(Data items)
----------------

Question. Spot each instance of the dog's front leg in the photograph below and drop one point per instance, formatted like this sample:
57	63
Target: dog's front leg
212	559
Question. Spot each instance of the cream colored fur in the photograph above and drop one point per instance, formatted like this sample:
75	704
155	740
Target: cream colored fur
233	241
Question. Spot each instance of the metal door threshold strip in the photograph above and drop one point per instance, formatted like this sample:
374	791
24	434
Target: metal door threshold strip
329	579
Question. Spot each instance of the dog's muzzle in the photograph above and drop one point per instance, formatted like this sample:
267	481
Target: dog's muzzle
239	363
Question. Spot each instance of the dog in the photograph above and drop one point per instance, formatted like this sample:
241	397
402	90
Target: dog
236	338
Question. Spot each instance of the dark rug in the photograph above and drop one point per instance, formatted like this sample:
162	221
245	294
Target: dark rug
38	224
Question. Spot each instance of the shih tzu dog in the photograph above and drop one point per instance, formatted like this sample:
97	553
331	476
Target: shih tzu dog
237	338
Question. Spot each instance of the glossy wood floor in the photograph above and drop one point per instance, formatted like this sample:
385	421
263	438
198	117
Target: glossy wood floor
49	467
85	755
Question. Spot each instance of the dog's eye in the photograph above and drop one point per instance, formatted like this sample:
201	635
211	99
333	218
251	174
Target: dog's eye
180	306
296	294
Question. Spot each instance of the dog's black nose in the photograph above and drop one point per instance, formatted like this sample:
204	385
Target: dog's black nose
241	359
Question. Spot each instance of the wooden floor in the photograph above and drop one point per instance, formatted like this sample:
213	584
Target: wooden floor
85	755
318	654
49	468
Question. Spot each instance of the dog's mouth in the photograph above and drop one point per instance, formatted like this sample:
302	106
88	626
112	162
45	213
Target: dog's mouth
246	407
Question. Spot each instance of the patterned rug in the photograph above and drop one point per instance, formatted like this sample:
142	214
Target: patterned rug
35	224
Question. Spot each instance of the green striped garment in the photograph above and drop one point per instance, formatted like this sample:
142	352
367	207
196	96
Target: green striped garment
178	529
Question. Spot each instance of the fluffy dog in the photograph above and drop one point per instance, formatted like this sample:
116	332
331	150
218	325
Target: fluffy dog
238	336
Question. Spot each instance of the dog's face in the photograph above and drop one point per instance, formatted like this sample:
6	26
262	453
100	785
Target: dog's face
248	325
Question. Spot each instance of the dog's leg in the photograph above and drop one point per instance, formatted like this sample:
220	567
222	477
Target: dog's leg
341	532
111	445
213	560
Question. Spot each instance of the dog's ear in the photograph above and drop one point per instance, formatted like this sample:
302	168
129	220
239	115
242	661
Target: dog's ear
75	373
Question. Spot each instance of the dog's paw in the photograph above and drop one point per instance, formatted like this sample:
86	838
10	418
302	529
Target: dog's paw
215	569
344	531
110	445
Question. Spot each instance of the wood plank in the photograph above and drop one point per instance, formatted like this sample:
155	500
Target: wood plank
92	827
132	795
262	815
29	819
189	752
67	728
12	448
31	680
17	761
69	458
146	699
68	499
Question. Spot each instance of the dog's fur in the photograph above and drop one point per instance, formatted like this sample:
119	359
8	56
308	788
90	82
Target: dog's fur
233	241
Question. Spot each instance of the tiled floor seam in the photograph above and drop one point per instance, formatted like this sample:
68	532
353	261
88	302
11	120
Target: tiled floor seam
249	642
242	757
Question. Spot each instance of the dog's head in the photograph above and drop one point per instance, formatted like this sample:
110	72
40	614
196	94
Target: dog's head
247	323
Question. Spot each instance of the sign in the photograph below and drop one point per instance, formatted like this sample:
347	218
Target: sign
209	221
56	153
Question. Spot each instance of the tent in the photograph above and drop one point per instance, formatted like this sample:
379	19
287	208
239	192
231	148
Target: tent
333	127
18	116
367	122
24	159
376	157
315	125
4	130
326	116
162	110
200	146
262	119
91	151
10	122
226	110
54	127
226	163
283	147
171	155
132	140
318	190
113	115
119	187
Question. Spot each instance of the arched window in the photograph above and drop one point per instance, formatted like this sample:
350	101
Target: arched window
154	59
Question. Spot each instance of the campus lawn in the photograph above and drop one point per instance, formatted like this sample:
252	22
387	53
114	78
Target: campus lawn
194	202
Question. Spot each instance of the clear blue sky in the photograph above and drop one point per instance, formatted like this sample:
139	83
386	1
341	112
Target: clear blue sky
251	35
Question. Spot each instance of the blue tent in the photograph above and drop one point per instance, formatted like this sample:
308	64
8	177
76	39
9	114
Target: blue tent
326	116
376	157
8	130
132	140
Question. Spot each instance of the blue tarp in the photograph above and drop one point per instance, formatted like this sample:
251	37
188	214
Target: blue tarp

----------------

Print the data above exactly as it was provided.

Question. Spot each instance of the dog's front leg in the photograph below and drop one point per instance, formatted like this sample:
57	63
Target: dog's front leg
212	559
Question. Spot each instance of the cream colored fur in the photograph above and drop one point per instance, formatted like this sample:
75	704
155	740
Target: cream colored fur
233	241
Question. Spot each instance of the metal door threshold strip in the photograph above and drop one point per instance, formatted like this sample:
374	791
24	434
Target: metal door threshold strip
329	579
Question. Spot each instance of the dog's muzzle in the photograph above and drop one point per instance, formatted like this sample:
267	481
Target: dog's muzzle
239	363
Question. Spot each instance of the dog in the photograph above and drop one point per instance, formatted like this sample:
241	397
402	90
Target: dog
236	338
Question. Spot each instance of the dark rug in the photograph above and drop one point per instance, formatted like this sample:
162	221
245	294
Target: dark rug
38	224
Question. Spot each instance of the shih tzu dog in the photograph above and drop one point per instance, formatted like this sample:
97	553
331	476
Target: shih tzu dog
237	338
Question. Spot each instance of the glossy wood floor in the photograph above and drop one point per instance, formatted like this sample:
385	421
263	438
198	117
Target: glossy wood floor
49	467
85	755
Question. Spot each instance of the dog's eye in the photograph above and drop one point per instance, formatted like this sample:
201	635
211	99
333	218
251	174
Target: dog's eye
180	306
296	294
Question. Spot each instance of the dog's black nose in the photograph above and drop one point per instance, formatted like this sample:
204	385
Target: dog's black nose
241	359
Question. Spot each instance of the wooden floor in the photograph above and drop one point per instance, formatted like this sample:
213	584
Target: wooden floor
85	755
318	654
49	468
Question. Spot each instance of the dog's mouth in the photograph above and drop one point per instance, formatted like this sample:
302	106
88	626
112	162
45	213
Target: dog's mouth
246	407
Question. Spot each instance of the patterned rug in the photograph above and drop one point per instance, formatted like this sample:
142	214
Target: patterned rug
35	224
Question. Spot each instance of the green striped garment in the photograph above and drop one point per instance, formatted like this sample:
142	352
367	207
196	96
Target: green striped garment
178	529
Question. Spot each instance of the fluffy dog in the photograph above and drop one point per instance, formatted like this sample:
116	332
331	150
218	325
Target: fluffy dog
238	336
Question. Spot each instance of the dog's face in the photograph above and drop one point per instance, formatted like this sample:
6	26
262	453
100	785
Target: dog's face
248	325
Question. Spot each instance of the dog's leg in the photograph above and drop one point per instance, formatted like this sample:
220	567
222	477
Target: dog's leg
341	532
111	445
213	560
Question. Spot each instance of the dog's ear in the photograph above and drop one point per instance, formatted like this sample:
302	168
129	220
239	115
242	661
Target: dog's ear
75	373
Question. Spot each instance of the dog's paw in the photograph above and drop one point per instance, formatted like this sample:
86	838
10	418
302	529
Target: dog's paw
215	569
344	531
110	445
Question. Spot each instance of the wood plank in the photograph above and drop one point per instance, formatted like this sample:
155	500
Target: wood plank
92	827
132	795
262	815
29	819
189	752
67	728
12	448
31	680
17	761
69	458
146	699
68	499
Question. Spot each instance of the dog's fur in the photograph above and drop one point per instance, formatted like this sample:
119	359
8	56
308	788
90	82
Target: dog's fur
233	241
Question. Spot each instance of the tiled floor seam in the photograph above and drop one point per instance, formatted like this sample:
68	532
353	261
88	302
11	120
Target: tiled floor seam
249	642
242	757
Question. Spot each instance of the dog's head in the photograph above and drop one point per instance, formatted like this sample:
110	72
40	614
196	94
Target: dog's head
247	323
Question. Spot each instance of the sign in the photograph below and drop one point per instance, formatted like this sample:
347	218
Target: sign
209	221
56	153
Question. Spot each instance of the tent in the photograph above and drop one point per instance, formatted like this sample:
379	19
287	208
239	192
231	148
Target: tent
333	127
18	116
367	122
24	159
376	157
315	125
4	130
326	116
162	110
200	146
262	119
91	151
10	122
226	110
54	127
226	163
283	147
171	155
132	140
318	190
113	115
119	187
Question. Spot each instance of the arched window in the photograph above and drop one point per instance, formatted like this sample:
350	101
Target: arched window
154	59
Question. Spot each instance of the campus lawn in the photograph above and drop one point per instance, formatted like this sample:
252	22
387	53
114	78
Target: campus lawn
194	202
Question. Spot each instance of the clear blue sky in the photograph above and drop one point per instance, formatted like this sample:
139	83
386	1
341	112
Target: clear blue sky
251	35
Question. Spot each instance of the blue tent in the photograph above and drop one point per instance, formatted like this sample:
308	64
8	177
76	39
9	114
Target: blue tent
326	116
376	157
8	130
132	140
Question. Spot each instance of the blue tarp in the photograph above and drop one point per instance, formatted like this sample:
251	37
188	214
Target: blue tarp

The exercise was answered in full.